>> begin RECORDS FOR PROCESSING

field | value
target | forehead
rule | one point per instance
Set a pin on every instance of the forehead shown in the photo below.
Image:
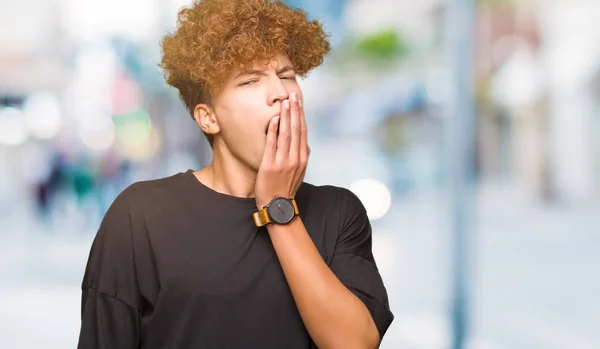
(275, 63)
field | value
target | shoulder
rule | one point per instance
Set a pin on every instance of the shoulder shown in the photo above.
(331, 198)
(141, 194)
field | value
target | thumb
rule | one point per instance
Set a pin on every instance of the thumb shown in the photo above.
(271, 143)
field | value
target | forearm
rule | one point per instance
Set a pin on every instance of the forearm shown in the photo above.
(333, 316)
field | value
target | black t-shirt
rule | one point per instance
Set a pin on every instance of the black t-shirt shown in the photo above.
(177, 265)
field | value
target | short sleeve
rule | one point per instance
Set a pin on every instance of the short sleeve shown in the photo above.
(107, 322)
(353, 262)
(109, 307)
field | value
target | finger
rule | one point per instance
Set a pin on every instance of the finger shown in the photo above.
(304, 148)
(295, 128)
(283, 140)
(271, 143)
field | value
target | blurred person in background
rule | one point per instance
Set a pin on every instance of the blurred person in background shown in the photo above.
(242, 253)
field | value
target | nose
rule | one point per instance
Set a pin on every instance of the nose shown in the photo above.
(277, 92)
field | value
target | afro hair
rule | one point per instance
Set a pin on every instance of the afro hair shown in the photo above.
(214, 37)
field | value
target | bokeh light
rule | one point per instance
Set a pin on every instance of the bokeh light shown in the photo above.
(374, 195)
(13, 130)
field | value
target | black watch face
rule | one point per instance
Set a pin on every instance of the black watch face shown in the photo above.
(281, 210)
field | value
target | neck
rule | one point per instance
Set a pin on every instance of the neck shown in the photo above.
(227, 175)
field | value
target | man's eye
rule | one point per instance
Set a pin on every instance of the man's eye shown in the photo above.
(246, 83)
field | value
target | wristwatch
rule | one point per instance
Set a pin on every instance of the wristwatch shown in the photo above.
(280, 210)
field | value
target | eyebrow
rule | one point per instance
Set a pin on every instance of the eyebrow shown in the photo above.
(283, 69)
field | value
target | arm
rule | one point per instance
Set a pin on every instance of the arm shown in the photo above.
(333, 316)
(344, 306)
(109, 315)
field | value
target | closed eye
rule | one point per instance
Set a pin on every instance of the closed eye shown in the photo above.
(249, 82)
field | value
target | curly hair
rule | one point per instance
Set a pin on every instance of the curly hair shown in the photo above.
(213, 37)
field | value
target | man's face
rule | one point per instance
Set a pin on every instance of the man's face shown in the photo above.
(247, 103)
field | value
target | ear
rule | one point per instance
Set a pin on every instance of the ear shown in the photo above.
(205, 118)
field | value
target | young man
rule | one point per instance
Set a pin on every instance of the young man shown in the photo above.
(243, 253)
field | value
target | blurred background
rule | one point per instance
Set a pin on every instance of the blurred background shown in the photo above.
(506, 226)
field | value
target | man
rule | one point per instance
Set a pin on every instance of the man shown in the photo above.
(243, 253)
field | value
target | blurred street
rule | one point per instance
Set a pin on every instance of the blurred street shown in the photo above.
(534, 273)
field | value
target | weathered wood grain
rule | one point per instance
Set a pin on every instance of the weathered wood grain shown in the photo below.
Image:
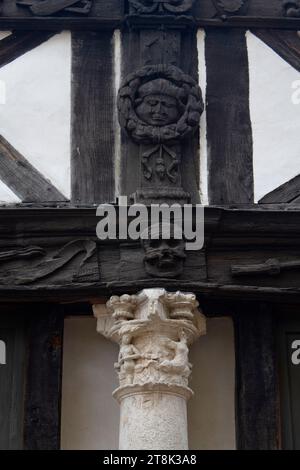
(13, 333)
(26, 182)
(43, 391)
(229, 132)
(256, 375)
(20, 42)
(92, 170)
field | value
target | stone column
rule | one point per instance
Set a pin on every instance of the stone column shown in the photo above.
(154, 330)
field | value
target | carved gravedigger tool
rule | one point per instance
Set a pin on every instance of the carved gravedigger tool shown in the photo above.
(272, 267)
(49, 7)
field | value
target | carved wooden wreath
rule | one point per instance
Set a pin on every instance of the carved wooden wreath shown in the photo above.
(173, 83)
(171, 6)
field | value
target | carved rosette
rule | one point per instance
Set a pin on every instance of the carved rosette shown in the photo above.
(160, 106)
(160, 6)
(154, 330)
(153, 80)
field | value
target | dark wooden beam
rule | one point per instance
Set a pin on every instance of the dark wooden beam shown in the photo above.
(26, 182)
(93, 126)
(43, 391)
(286, 193)
(285, 43)
(20, 42)
(256, 375)
(229, 132)
(12, 374)
(110, 23)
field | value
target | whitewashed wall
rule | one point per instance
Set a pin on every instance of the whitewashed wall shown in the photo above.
(90, 416)
(275, 118)
(35, 115)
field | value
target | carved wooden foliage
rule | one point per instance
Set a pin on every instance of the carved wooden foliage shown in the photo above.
(159, 106)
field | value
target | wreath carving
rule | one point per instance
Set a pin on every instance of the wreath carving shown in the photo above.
(159, 104)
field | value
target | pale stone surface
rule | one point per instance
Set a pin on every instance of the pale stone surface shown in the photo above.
(154, 330)
(153, 420)
(90, 415)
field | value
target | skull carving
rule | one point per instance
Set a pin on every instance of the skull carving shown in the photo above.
(164, 257)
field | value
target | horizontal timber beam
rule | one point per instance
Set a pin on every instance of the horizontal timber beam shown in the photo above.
(98, 24)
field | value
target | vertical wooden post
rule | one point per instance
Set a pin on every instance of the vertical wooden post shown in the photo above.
(256, 375)
(229, 132)
(92, 173)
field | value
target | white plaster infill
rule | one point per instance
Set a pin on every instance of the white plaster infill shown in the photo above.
(154, 330)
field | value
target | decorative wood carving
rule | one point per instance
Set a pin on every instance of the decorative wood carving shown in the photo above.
(163, 258)
(291, 8)
(27, 252)
(28, 273)
(51, 7)
(231, 7)
(160, 106)
(160, 6)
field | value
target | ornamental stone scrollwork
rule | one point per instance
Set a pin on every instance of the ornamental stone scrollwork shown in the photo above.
(160, 6)
(154, 330)
(160, 106)
(291, 8)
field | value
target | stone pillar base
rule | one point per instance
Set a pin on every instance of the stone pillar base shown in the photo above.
(153, 417)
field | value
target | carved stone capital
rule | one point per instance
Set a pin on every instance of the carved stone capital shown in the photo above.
(154, 330)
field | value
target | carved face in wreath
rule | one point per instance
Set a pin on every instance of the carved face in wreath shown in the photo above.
(164, 258)
(157, 103)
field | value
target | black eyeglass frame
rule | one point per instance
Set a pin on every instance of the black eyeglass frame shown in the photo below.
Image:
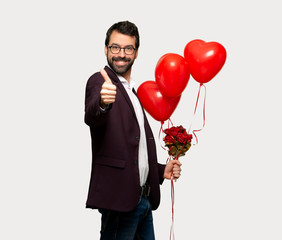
(120, 48)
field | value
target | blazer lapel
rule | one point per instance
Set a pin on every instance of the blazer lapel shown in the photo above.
(118, 83)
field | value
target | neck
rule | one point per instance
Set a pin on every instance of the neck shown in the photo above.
(127, 75)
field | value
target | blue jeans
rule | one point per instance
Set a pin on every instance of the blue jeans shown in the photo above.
(134, 225)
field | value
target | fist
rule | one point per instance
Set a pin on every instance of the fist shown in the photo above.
(108, 90)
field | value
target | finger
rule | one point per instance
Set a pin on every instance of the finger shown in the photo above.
(176, 162)
(107, 91)
(109, 86)
(105, 76)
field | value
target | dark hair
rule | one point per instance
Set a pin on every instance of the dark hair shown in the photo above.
(126, 28)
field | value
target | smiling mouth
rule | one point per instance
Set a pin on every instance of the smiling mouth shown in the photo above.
(121, 63)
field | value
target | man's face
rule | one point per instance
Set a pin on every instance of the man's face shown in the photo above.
(121, 62)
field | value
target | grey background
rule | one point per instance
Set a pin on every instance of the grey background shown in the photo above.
(231, 181)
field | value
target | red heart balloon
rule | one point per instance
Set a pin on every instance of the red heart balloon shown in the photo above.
(155, 103)
(205, 59)
(172, 74)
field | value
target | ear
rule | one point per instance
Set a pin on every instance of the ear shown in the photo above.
(106, 50)
(136, 54)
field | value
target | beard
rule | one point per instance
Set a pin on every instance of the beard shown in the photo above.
(120, 69)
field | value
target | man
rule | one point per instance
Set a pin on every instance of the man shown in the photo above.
(125, 177)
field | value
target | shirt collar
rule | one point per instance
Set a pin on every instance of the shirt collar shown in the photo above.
(129, 85)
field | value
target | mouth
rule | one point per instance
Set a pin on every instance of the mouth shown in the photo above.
(121, 61)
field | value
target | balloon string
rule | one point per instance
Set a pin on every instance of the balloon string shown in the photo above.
(204, 110)
(171, 236)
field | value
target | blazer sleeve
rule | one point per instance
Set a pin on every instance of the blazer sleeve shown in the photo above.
(161, 172)
(94, 115)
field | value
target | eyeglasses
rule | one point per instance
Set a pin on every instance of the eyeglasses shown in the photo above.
(115, 49)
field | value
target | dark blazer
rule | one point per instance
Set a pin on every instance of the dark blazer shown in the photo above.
(115, 135)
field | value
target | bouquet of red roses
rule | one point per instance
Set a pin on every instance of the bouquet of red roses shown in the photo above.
(177, 140)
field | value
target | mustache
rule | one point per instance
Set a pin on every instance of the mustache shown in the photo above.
(121, 59)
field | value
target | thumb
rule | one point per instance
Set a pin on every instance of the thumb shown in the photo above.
(176, 162)
(105, 76)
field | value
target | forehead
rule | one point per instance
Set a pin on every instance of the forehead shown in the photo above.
(121, 39)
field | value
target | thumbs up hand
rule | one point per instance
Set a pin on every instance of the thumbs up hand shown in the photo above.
(108, 91)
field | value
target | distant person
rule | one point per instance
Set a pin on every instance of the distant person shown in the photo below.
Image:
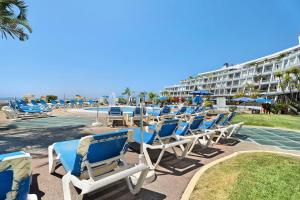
(263, 105)
(268, 108)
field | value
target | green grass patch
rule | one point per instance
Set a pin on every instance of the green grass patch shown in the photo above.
(279, 121)
(251, 176)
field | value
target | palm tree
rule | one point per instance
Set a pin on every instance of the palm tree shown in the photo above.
(127, 92)
(12, 23)
(152, 96)
(282, 84)
(143, 95)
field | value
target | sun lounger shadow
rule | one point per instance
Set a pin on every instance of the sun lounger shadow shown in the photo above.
(119, 191)
(229, 141)
(209, 152)
(177, 167)
(35, 186)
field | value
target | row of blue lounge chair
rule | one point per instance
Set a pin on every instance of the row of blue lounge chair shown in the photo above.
(95, 161)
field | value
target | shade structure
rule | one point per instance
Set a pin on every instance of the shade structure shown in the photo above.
(197, 100)
(162, 98)
(201, 92)
(244, 99)
(264, 100)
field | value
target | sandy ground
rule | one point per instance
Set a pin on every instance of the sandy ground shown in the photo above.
(173, 174)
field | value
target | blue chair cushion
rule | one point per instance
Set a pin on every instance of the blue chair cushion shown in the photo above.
(148, 137)
(182, 128)
(7, 178)
(68, 154)
(7, 155)
(207, 124)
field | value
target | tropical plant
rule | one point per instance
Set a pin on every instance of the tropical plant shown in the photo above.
(239, 94)
(127, 92)
(14, 22)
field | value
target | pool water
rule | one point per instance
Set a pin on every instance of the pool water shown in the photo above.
(52, 122)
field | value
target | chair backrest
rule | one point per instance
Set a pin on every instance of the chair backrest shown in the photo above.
(215, 121)
(43, 102)
(182, 110)
(182, 128)
(196, 122)
(165, 110)
(100, 147)
(33, 102)
(21, 101)
(228, 119)
(15, 175)
(219, 118)
(53, 102)
(115, 111)
(199, 109)
(166, 128)
(137, 111)
(80, 102)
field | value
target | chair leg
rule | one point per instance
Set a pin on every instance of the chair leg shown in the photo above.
(147, 157)
(187, 149)
(66, 186)
(159, 158)
(31, 197)
(52, 161)
(134, 189)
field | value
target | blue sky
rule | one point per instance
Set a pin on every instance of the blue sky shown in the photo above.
(98, 47)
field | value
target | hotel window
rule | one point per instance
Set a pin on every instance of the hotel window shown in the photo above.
(259, 70)
(237, 75)
(234, 90)
(251, 71)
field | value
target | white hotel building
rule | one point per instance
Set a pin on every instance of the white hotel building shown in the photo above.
(229, 80)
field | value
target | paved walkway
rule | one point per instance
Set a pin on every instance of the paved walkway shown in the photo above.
(173, 175)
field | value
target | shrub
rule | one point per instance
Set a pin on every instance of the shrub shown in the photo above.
(50, 98)
(208, 103)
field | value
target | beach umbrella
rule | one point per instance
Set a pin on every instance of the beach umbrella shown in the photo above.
(263, 100)
(201, 92)
(197, 100)
(244, 99)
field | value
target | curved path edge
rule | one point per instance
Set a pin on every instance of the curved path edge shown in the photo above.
(189, 189)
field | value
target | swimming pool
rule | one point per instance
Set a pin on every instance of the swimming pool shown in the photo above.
(125, 109)
(51, 122)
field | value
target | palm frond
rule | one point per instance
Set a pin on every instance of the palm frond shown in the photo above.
(14, 24)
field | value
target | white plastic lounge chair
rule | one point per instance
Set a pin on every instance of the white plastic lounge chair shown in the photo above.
(96, 161)
(227, 131)
(160, 136)
(164, 112)
(15, 176)
(115, 114)
(136, 115)
(192, 130)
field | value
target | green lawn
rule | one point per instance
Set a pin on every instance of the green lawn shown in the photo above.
(251, 176)
(280, 121)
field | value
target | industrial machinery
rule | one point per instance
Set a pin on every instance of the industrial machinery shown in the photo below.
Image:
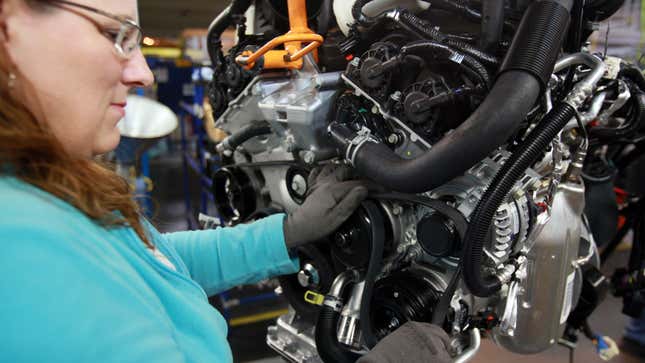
(478, 124)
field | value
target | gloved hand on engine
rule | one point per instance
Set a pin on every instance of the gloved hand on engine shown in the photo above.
(414, 342)
(332, 198)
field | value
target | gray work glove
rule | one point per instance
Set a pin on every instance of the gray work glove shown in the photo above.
(332, 198)
(414, 342)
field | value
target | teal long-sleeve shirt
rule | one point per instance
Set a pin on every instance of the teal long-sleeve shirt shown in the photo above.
(73, 291)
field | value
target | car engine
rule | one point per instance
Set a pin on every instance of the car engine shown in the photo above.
(476, 124)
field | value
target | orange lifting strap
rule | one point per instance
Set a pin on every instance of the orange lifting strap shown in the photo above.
(291, 56)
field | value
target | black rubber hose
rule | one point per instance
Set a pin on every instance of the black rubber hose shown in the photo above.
(494, 121)
(512, 170)
(218, 26)
(357, 10)
(245, 133)
(492, 24)
(419, 26)
(438, 50)
(529, 64)
(373, 269)
(326, 339)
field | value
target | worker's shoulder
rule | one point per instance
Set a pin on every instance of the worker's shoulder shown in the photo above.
(22, 201)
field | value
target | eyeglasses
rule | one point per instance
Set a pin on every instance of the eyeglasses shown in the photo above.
(127, 39)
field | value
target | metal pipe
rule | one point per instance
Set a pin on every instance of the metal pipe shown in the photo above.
(473, 348)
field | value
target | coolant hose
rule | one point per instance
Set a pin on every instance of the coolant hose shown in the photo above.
(524, 73)
(505, 179)
(219, 25)
(373, 269)
(244, 134)
(329, 349)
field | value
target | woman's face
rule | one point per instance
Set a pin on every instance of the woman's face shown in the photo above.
(77, 83)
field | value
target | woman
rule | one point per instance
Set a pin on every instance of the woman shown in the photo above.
(84, 278)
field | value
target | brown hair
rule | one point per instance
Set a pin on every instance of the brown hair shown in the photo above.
(34, 155)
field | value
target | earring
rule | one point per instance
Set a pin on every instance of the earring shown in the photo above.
(12, 80)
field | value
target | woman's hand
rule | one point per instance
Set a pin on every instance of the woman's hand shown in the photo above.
(414, 342)
(331, 199)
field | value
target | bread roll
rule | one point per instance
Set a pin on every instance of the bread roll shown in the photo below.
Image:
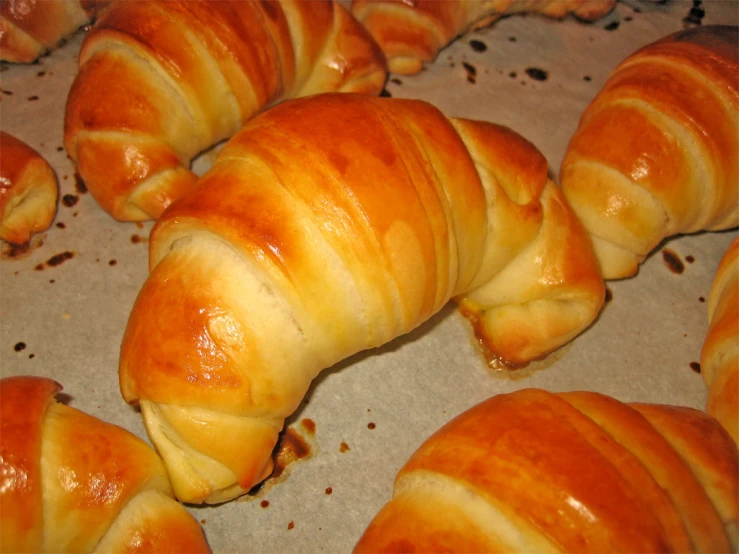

>> end RECORDS FOR PROCESSING

_WORK TO DO:_
How many lines in the data above contain the string "cushion"? Reply with the number alone.

_THE REPLY:_
2